◆ **Exercise goal**: Gather every line of the records below that contains the string "output". Case counts.

◆ **Extracted information**:
□ □ □

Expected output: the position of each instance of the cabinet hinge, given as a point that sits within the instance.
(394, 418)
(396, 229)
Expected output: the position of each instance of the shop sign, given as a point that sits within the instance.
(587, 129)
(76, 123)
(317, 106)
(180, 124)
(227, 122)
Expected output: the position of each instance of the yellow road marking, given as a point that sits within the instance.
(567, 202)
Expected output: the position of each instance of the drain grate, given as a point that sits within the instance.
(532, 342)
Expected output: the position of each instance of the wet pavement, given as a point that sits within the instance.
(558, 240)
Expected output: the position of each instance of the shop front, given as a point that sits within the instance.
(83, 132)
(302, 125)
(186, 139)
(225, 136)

□ □ □

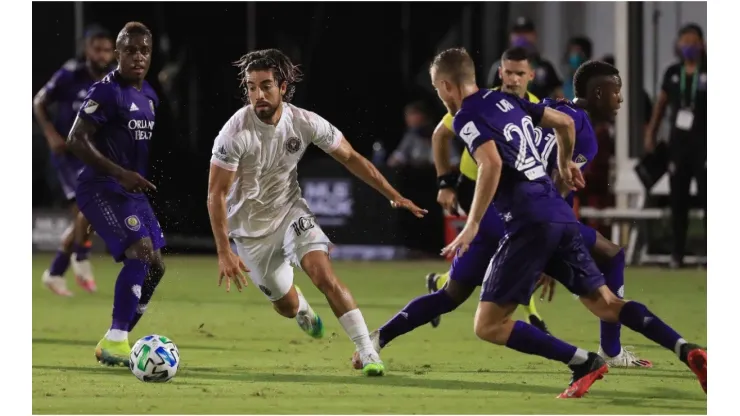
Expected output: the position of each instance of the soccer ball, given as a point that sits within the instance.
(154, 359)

□ □ □

◆ **Answer to this problem**:
Expected output: the position of each instance of the cabinet hinge, given as a point that sits within the instance.
Expected output: the position of each instance of the shop sign, given as a point that sits within the instance.
Expected output: the position of each instance of the yellow road marking, given as a point that sits within the instance.
Expected output: the position of each instance of the drain grate, given as a point that sits within the instance.
Expected output: the position of each instance of the wet pavement, given as a point that sits within the instance.
Expected output: the position of each instance of the shop front, given as a point that sits within the instance.
Expected output: the position of each instance of the soccer ball, given as a point that sits within the instance.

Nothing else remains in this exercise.